Claude L. Weaver '65, and two fellow SNCC workers go before a grand jury in Jackson, Miss., this morning. According to Weaver they will almost certainly be indicted on charges of armed robbery, stemming from a Dec. 26 dispute over a cab fare.
"The grand juries customarily indict everyone," Weaver said, "and those who get off the hook do so at arraignment." Weaver said that they were hoping to get the arraignment delayed, "so our lawyers can investigate some more--so he can look into things I can't mention over the phone."
Weaver said that the situation is "very vague," but that there are rumors he and his companions "are in considerable danger. Ordinarily armed robbery nets a few years, but there are rumors the State is trying to get the full 15 years."

## Extracted data
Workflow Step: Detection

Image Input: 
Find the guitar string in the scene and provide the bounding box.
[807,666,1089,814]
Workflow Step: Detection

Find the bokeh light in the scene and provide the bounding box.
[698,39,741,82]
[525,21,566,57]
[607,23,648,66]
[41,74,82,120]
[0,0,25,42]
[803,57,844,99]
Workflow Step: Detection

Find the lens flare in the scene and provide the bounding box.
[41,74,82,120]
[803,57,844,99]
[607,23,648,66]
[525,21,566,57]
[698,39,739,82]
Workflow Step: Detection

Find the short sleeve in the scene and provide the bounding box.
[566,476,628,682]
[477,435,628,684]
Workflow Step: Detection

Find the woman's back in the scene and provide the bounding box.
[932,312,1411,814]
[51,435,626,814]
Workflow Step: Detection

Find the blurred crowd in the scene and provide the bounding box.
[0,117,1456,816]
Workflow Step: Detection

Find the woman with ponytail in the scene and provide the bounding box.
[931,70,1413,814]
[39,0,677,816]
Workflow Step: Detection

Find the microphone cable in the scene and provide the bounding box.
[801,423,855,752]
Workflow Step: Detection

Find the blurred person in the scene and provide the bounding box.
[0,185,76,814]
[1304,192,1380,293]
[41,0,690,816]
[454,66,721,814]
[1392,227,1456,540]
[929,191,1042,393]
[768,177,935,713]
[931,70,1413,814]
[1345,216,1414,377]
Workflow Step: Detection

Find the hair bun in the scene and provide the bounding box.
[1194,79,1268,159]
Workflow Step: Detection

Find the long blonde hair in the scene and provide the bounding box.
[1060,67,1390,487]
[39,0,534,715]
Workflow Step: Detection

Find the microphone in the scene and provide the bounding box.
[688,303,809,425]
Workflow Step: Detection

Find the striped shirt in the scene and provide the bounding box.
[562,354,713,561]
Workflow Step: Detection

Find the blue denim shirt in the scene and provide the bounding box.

## Explore the material
(a) Give every number written in digits in the news report about Claude L. Weaver.
(b) Continue the news report about Claude L. Weaver from the end of its last sentence.
The listing has nothing to do with the news report about Claude L. Weaver.

## Answers provided
(a) '65, 26 (in "Dec. 26"), 15 (in "15 years")

(b)
In nearby Canton, Miss., Weaver said, SNCC and CORE workers are continuing their voter registration drive. On Friday, 300 Negroes stood in line for five hours. Five were allowed to take the literacy test, said, but were not told whether they had passed.
Although the Madison County national guard had been mobilized and had, according to Weaver, been drilling with fixed bayonets, there was no violence, and the whole "freedom day" demonstration was "quiet and orderly." On Saturday a 10 p.m. civil curlow was imposed under a law Weaver said had been "rammed through the Legislature Feb. 28."